··· Exercise input

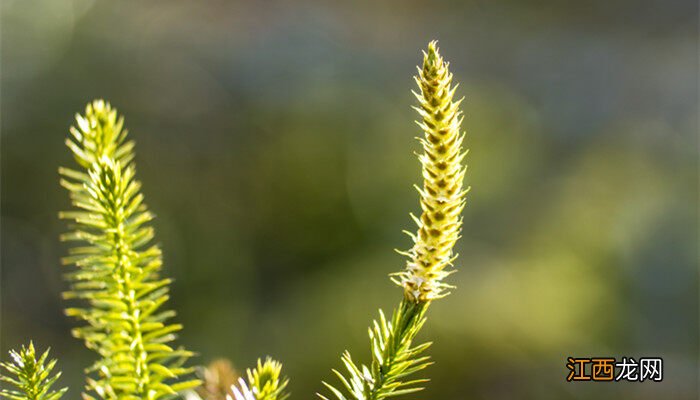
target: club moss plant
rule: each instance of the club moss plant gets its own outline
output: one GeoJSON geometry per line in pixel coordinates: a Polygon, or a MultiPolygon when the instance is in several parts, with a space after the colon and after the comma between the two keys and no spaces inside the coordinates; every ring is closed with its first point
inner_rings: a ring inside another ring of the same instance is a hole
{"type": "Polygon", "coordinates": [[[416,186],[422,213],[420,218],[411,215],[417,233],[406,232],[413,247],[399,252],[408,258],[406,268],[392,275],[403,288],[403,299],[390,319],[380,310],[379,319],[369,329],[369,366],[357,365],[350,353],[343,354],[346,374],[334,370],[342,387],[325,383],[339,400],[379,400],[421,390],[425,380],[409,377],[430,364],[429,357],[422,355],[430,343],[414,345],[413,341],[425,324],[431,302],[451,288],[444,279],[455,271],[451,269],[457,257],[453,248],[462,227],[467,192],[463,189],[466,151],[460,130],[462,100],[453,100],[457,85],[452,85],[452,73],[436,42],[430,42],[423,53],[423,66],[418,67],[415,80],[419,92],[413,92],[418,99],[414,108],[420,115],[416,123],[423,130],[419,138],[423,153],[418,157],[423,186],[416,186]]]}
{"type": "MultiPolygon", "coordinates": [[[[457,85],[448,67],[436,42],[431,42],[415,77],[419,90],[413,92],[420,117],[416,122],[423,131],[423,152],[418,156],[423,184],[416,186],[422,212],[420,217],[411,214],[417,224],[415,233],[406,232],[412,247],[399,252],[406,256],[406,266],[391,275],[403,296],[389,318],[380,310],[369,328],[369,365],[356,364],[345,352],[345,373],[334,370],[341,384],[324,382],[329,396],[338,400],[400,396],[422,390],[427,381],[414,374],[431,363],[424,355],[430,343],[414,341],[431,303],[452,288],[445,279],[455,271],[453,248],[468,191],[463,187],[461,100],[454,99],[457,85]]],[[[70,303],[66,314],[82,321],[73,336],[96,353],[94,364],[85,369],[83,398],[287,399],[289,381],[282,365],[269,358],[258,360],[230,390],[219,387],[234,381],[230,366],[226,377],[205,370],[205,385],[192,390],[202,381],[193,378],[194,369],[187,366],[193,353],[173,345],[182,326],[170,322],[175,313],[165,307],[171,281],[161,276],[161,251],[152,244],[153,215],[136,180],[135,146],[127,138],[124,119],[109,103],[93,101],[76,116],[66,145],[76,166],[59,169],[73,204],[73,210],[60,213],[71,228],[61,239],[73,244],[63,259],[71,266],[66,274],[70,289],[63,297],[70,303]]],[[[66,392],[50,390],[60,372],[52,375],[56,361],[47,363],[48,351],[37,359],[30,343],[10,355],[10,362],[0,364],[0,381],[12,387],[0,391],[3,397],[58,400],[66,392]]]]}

······

**Work to be completed**. Quote the records above exactly, from the first line through the line containing "output: one GeoJSON", and leave out the pictures.

**Written answer**.
target: club moss plant
rule: each instance of the club moss plant gets its own outline
output: one GeoJSON geometry per line in pixel coordinates: a Polygon, or a MultiPolygon when the instance is in several parts, with a space after the colon and after the comma between the two keys and no spaces inside the coordinates; every ring is closed with its first point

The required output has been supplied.